● Directions
Pick out every line in the material below that contains the word "keys", and copy those lines.

Items from a labeling collection:
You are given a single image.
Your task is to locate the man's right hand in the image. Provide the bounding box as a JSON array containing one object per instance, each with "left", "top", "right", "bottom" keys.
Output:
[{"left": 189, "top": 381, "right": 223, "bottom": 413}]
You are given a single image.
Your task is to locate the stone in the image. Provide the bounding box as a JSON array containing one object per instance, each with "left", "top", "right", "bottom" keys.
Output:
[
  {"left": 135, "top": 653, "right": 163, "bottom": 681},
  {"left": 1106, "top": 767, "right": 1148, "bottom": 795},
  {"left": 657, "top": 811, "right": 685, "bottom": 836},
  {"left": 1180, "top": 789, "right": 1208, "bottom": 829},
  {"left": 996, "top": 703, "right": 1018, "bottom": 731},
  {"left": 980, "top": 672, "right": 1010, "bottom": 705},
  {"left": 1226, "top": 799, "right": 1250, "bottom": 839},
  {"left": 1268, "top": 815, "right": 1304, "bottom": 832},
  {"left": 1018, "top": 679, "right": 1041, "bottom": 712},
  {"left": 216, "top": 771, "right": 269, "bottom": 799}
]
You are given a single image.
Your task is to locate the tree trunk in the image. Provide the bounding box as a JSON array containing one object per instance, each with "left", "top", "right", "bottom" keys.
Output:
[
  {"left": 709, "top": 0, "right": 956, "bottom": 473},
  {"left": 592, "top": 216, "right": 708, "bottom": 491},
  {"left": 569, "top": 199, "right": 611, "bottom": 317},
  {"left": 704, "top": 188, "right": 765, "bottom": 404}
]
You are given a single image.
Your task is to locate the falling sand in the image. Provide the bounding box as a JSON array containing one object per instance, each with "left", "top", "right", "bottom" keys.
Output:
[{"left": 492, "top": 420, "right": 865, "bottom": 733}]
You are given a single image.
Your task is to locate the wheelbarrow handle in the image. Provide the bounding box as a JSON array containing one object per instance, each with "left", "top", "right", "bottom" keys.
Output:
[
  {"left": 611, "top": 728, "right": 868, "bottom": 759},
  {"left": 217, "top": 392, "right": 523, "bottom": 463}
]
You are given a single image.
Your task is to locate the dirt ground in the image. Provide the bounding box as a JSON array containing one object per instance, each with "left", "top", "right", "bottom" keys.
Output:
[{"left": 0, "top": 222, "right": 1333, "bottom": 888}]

● Response
Your task is to locate the man's right hand in the image. Provide the bounding box as a JSON array containing one object per instance, each with "left", "top", "right", "bottom" keys.
Your task is to locate the stone in the image. Provide the bounding box as a JSON array containing one object per instance, each with "left", "top", "right", "bottom" keys.
Your task is to locate the tree trunk in the image. Provide the bounding box as a JSON array containing one object per instance, each with "left", "top", "right", "bottom" keys.
Your task is to locate the falling sand in the image. Provide the bounding box as a JSON array containing one object per instance, each with "left", "top", "right", "bottom" keys.
Your task is to locate the wheelbarrow handle in the image. Provide the bounding box as a JSON array containing one object per instance, each with "left", "top", "right", "bottom" keys.
Your task is to locate the dirt ground in the image. Provide the bounding box as a JSON array containing one object per instance, each with "left", "top", "right", "bottom" keys.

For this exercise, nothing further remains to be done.